Source material:
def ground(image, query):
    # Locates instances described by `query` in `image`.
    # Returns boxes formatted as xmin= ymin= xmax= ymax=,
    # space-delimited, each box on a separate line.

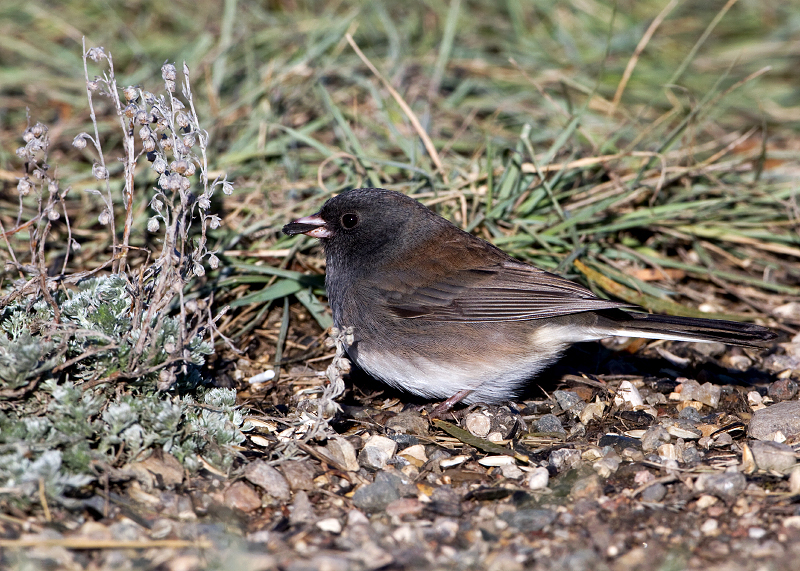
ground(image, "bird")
xmin=283 ymin=188 xmax=776 ymax=407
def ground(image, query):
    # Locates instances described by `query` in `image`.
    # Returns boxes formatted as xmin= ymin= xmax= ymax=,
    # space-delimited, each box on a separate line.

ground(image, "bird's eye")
xmin=340 ymin=213 xmax=359 ymax=229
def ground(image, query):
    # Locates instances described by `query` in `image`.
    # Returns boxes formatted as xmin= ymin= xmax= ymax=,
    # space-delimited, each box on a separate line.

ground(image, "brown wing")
xmin=374 ymin=254 xmax=633 ymax=323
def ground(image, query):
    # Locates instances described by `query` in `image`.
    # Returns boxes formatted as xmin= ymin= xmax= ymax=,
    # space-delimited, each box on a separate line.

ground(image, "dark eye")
xmin=340 ymin=213 xmax=359 ymax=229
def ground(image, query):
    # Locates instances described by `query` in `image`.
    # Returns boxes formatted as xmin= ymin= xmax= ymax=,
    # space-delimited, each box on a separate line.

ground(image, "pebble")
xmin=385 ymin=410 xmax=429 ymax=436
xmin=316 ymin=517 xmax=342 ymax=534
xmin=289 ymin=490 xmax=315 ymax=524
xmin=768 ymin=379 xmax=798 ymax=402
xmin=678 ymin=406 xmax=702 ymax=422
xmin=549 ymin=448 xmax=581 ymax=472
xmin=358 ymin=435 xmax=398 ymax=470
xmin=279 ymin=460 xmax=316 ymax=491
xmin=526 ymin=467 xmax=550 ymax=490
xmin=640 ymin=482 xmax=667 ymax=502
xmin=694 ymin=471 xmax=746 ymax=502
xmin=465 ymin=411 xmax=492 ymax=438
xmin=749 ymin=440 xmax=797 ymax=474
xmin=763 ymin=353 xmax=800 ymax=374
xmin=223 ymin=481 xmax=261 ymax=512
xmin=790 ymin=466 xmax=800 ymax=495
xmin=499 ymin=508 xmax=556 ymax=532
xmin=614 ymin=381 xmax=644 ymax=407
xmin=641 ymin=425 xmax=671 ymax=451
xmin=397 ymin=444 xmax=428 ymax=467
xmin=324 ymin=437 xmax=360 ymax=472
xmin=385 ymin=497 xmax=424 ymax=518
xmin=701 ymin=518 xmax=719 ymax=536
xmin=351 ymin=471 xmax=405 ymax=512
xmin=498 ymin=464 xmax=522 ymax=479
xmin=553 ymin=390 xmax=586 ymax=415
xmin=677 ymin=379 xmax=721 ymax=408
xmin=429 ymin=485 xmax=463 ymax=517
xmin=244 ymin=460 xmax=291 ymax=501
xmin=571 ymin=474 xmax=602 ymax=499
xmin=662 ymin=418 xmax=702 ymax=440
xmin=534 ymin=414 xmax=565 ymax=435
xmin=748 ymin=401 xmax=800 ymax=440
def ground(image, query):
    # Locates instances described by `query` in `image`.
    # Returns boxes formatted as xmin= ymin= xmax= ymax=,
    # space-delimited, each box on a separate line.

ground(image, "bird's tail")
xmin=603 ymin=312 xmax=776 ymax=348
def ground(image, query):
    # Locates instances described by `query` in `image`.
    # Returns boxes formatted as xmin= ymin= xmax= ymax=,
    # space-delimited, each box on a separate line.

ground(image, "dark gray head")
xmin=283 ymin=188 xmax=447 ymax=271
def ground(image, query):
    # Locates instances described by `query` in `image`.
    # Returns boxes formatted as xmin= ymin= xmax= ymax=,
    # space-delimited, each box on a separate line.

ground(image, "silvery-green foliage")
xmin=0 ymin=380 xmax=248 ymax=506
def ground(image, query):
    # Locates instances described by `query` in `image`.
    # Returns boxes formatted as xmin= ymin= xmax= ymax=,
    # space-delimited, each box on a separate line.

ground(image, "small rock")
xmin=316 ymin=517 xmax=342 ymax=534
xmin=244 ymin=460 xmax=291 ymax=501
xmin=662 ymin=418 xmax=701 ymax=440
xmin=549 ymin=448 xmax=581 ymax=472
xmin=553 ymin=390 xmax=586 ymax=416
xmin=768 ymin=379 xmax=799 ymax=402
xmin=748 ymin=401 xmax=800 ymax=440
xmin=678 ymin=406 xmax=702 ymax=422
xmin=571 ymin=474 xmax=602 ymax=499
xmin=351 ymin=471 xmax=405 ymax=512
xmin=500 ymin=464 xmax=524 ymax=479
xmin=694 ymin=471 xmax=746 ymax=502
xmin=397 ymin=444 xmax=427 ymax=466
xmin=640 ymin=482 xmax=667 ymax=502
xmin=701 ymin=518 xmax=719 ymax=536
xmin=614 ymin=381 xmax=643 ymax=407
xmin=358 ymin=435 xmax=398 ymax=470
xmin=789 ymin=466 xmax=800 ymax=495
xmin=534 ymin=414 xmax=565 ymax=435
xmin=287 ymin=555 xmax=350 ymax=571
xmin=657 ymin=443 xmax=679 ymax=461
xmin=323 ymin=437 xmax=360 ymax=472
xmin=280 ymin=460 xmax=316 ymax=491
xmin=773 ymin=302 xmax=800 ymax=321
xmin=641 ymin=425 xmax=670 ymax=451
xmin=749 ymin=440 xmax=797 ymax=474
xmin=526 ymin=467 xmax=549 ymax=490
xmin=465 ymin=411 xmax=492 ymax=438
xmin=499 ymin=508 xmax=556 ymax=532
xmin=385 ymin=410 xmax=428 ymax=436
xmin=223 ymin=481 xmax=261 ymax=512
xmin=428 ymin=485 xmax=462 ymax=517
xmin=763 ymin=353 xmax=800 ymax=374
xmin=135 ymin=451 xmax=184 ymax=489
xmin=385 ymin=497 xmax=424 ymax=518
xmin=289 ymin=490 xmax=315 ymax=524
xmin=579 ymin=400 xmax=605 ymax=424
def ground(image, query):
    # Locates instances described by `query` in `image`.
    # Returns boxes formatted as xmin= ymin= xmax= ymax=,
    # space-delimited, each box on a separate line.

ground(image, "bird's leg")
xmin=430 ymin=389 xmax=474 ymax=418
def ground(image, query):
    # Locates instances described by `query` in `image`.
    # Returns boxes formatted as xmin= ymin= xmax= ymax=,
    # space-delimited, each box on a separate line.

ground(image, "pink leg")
xmin=430 ymin=389 xmax=474 ymax=418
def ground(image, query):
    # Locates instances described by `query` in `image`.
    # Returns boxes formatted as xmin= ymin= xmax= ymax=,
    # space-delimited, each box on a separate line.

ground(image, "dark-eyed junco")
xmin=283 ymin=188 xmax=776 ymax=406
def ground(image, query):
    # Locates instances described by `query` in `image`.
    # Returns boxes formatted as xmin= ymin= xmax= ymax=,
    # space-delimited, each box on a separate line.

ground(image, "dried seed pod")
xmin=152 ymin=157 xmax=168 ymax=174
xmin=176 ymin=112 xmax=189 ymax=128
xmin=142 ymin=137 xmax=156 ymax=152
xmin=17 ymin=178 xmax=31 ymax=196
xmin=123 ymin=86 xmax=138 ymax=101
xmin=161 ymin=63 xmax=177 ymax=81
xmin=208 ymin=254 xmax=219 ymax=269
xmin=72 ymin=134 xmax=88 ymax=149
xmin=93 ymin=164 xmax=109 ymax=180
xmin=86 ymin=47 xmax=105 ymax=61
xmin=147 ymin=217 xmax=160 ymax=232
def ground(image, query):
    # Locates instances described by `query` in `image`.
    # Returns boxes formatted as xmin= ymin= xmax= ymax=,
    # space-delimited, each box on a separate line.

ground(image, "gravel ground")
xmin=4 ymin=335 xmax=800 ymax=571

Directions: Write out all the entries again, word for word, and print no images.

Result of this exercise:
def ground(image, query):
    # Locates instances described by `query` in `image`.
    # Returns boxes formatted as xmin= ymin= xmax= ymax=,
    # space-delimited, each box on a separate line.

ground(image, "bird")
xmin=283 ymin=188 xmax=776 ymax=407
def ground(image, query):
    # Locates instances described by `query` in `image`.
    # Returns boxes formatted as xmin= ymin= xmax= ymax=,
    # space-delimited, each box on a separate line.

ground(image, "bird's eye")
xmin=340 ymin=213 xmax=359 ymax=229
def ground(image, query):
    # Locates instances described by `query` in `image`.
    # Returns boxes formatted as xmin= ymin= xmax= ymax=,
    # space-delimited, each box on a separate line.

ground(image, "brown wing")
xmin=374 ymin=254 xmax=633 ymax=323
def ground(image, query):
    # Locates instances described by `query` in `image`.
    # Returns boxes formatted as xmin= ymin= xmax= ymax=,
    # space-delimited, each box on a separate line.

ground(image, "dark eye")
xmin=340 ymin=213 xmax=359 ymax=229
def ground(image, query):
    # Locates instances described by `query` in `image`.
    # Returns boxes formatted as xmin= ymin= xmax= ymax=,
    # space-delimited, each box on a separate line.

ground(image, "pebble")
xmin=385 ymin=410 xmax=429 ymax=436
xmin=316 ymin=517 xmax=342 ymax=534
xmin=289 ymin=490 xmax=315 ymax=524
xmin=768 ymin=379 xmax=798 ymax=402
xmin=678 ymin=406 xmax=702 ymax=422
xmin=549 ymin=448 xmax=581 ymax=472
xmin=358 ymin=435 xmax=398 ymax=470
xmin=279 ymin=460 xmax=316 ymax=491
xmin=526 ymin=467 xmax=550 ymax=490
xmin=640 ymin=482 xmax=667 ymax=502
xmin=694 ymin=471 xmax=746 ymax=502
xmin=465 ymin=411 xmax=492 ymax=438
xmin=749 ymin=440 xmax=797 ymax=474
xmin=763 ymin=353 xmax=800 ymax=374
xmin=223 ymin=481 xmax=261 ymax=512
xmin=790 ymin=466 xmax=800 ymax=495
xmin=499 ymin=508 xmax=556 ymax=532
xmin=614 ymin=381 xmax=644 ymax=407
xmin=641 ymin=425 xmax=671 ymax=451
xmin=397 ymin=444 xmax=428 ymax=467
xmin=324 ymin=437 xmax=360 ymax=472
xmin=385 ymin=497 xmax=424 ymax=518
xmin=701 ymin=518 xmax=719 ymax=536
xmin=351 ymin=471 xmax=405 ymax=512
xmin=498 ymin=464 xmax=522 ymax=479
xmin=553 ymin=390 xmax=586 ymax=415
xmin=677 ymin=379 xmax=721 ymax=408
xmin=429 ymin=485 xmax=463 ymax=517
xmin=244 ymin=460 xmax=291 ymax=501
xmin=571 ymin=474 xmax=602 ymax=499
xmin=662 ymin=418 xmax=702 ymax=440
xmin=534 ymin=414 xmax=565 ymax=435
xmin=748 ymin=401 xmax=800 ymax=440
def ground(image, query):
    # Locates instances described by `query` in `image`.
    # Returns boxes formatted as xmin= ymin= xmax= ymax=,
    # space-delimited, each box on a separate line.

ground(image, "bird's tail")
xmin=603 ymin=312 xmax=776 ymax=348
def ground(image, query):
    # Locates instances described by `query` in `image`.
    # Returns boxes formatted as xmin= ymin= xmax= ymax=,
    # space-delimited, each box on a separate line.

ground(image, "dark gray head")
xmin=283 ymin=188 xmax=447 ymax=271
def ground(image, query):
    # Locates instances described by `query` in `image`.
    # Returns boxes formatted as xmin= ymin= xmax= ymax=,
    # space-delimited, each box on a separate line.

ground(image, "silvery-green foliage")
xmin=0 ymin=380 xmax=248 ymax=506
def ground(image, query):
    # Locates instances described by `query` in `image`.
    # Returns boxes formatted as xmin= ymin= xmax= ymax=,
    # space-delimited, each box on a separate line.

ground(image, "small rock")
xmin=316 ymin=517 xmax=342 ymax=534
xmin=244 ymin=460 xmax=291 ymax=501
xmin=662 ymin=418 xmax=701 ymax=440
xmin=549 ymin=448 xmax=581 ymax=472
xmin=553 ymin=390 xmax=586 ymax=416
xmin=768 ymin=379 xmax=799 ymax=402
xmin=748 ymin=401 xmax=800 ymax=440
xmin=678 ymin=406 xmax=702 ymax=422
xmin=571 ymin=474 xmax=602 ymax=499
xmin=351 ymin=471 xmax=405 ymax=512
xmin=500 ymin=464 xmax=524 ymax=479
xmin=694 ymin=471 xmax=746 ymax=502
xmin=397 ymin=444 xmax=427 ymax=466
xmin=640 ymin=482 xmax=667 ymax=502
xmin=701 ymin=518 xmax=719 ymax=536
xmin=614 ymin=381 xmax=643 ymax=407
xmin=358 ymin=435 xmax=398 ymax=470
xmin=789 ymin=466 xmax=800 ymax=495
xmin=534 ymin=414 xmax=565 ymax=435
xmin=287 ymin=555 xmax=350 ymax=571
xmin=657 ymin=443 xmax=679 ymax=461
xmin=323 ymin=437 xmax=360 ymax=472
xmin=280 ymin=460 xmax=316 ymax=491
xmin=773 ymin=302 xmax=800 ymax=321
xmin=641 ymin=425 xmax=670 ymax=451
xmin=749 ymin=440 xmax=797 ymax=474
xmin=526 ymin=467 xmax=549 ymax=490
xmin=465 ymin=411 xmax=492 ymax=438
xmin=499 ymin=508 xmax=556 ymax=532
xmin=385 ymin=410 xmax=428 ymax=436
xmin=223 ymin=481 xmax=261 ymax=512
xmin=428 ymin=485 xmax=462 ymax=517
xmin=763 ymin=353 xmax=800 ymax=374
xmin=135 ymin=451 xmax=184 ymax=489
xmin=385 ymin=497 xmax=424 ymax=518
xmin=289 ymin=490 xmax=315 ymax=524
xmin=579 ymin=400 xmax=605 ymax=424
def ground(image, query):
    # Locates instances described by `query` in `image`.
    # Returns boxes formatted as xmin= ymin= xmax= ymax=,
    # space-delimited, each box on a separate line.

ground(image, "bird's leg")
xmin=430 ymin=389 xmax=474 ymax=418
def ground(image, query):
    # Locates instances described by `query` in `image`.
    # Returns boxes formatted as xmin= ymin= xmax= ymax=,
    # space-delimited, each box on a separate line.

ground(image, "pink leg")
xmin=430 ymin=389 xmax=474 ymax=418
def ground(image, query):
    # Locates instances described by `query` in `image`.
    # Returns boxes formatted as xmin= ymin= xmax= ymax=,
    # space-delimited, each box on a separate line.

ground(image, "dark-eyed junco")
xmin=283 ymin=188 xmax=776 ymax=406
def ground(image, query):
    # Locates instances described by `query` in `image`.
    # Returns boxes formatted as xmin= ymin= xmax= ymax=,
    # space-delimited, each box on a separate line.

ground(image, "dried seed pod")
xmin=152 ymin=157 xmax=168 ymax=174
xmin=176 ymin=112 xmax=189 ymax=128
xmin=142 ymin=137 xmax=156 ymax=152
xmin=17 ymin=178 xmax=31 ymax=196
xmin=123 ymin=86 xmax=138 ymax=101
xmin=161 ymin=63 xmax=177 ymax=81
xmin=208 ymin=254 xmax=219 ymax=269
xmin=72 ymin=134 xmax=88 ymax=149
xmin=93 ymin=164 xmax=109 ymax=180
xmin=86 ymin=47 xmax=105 ymax=61
xmin=147 ymin=217 xmax=160 ymax=232
def ground(image, query):
    # Locates instances described by `query` in `image`.
    # Returns boxes formatted as xmin= ymin= xmax= ymax=,
    # space-delimited, each box on a separate line.

ground(image, "gravel ground")
xmin=4 ymin=335 xmax=800 ymax=571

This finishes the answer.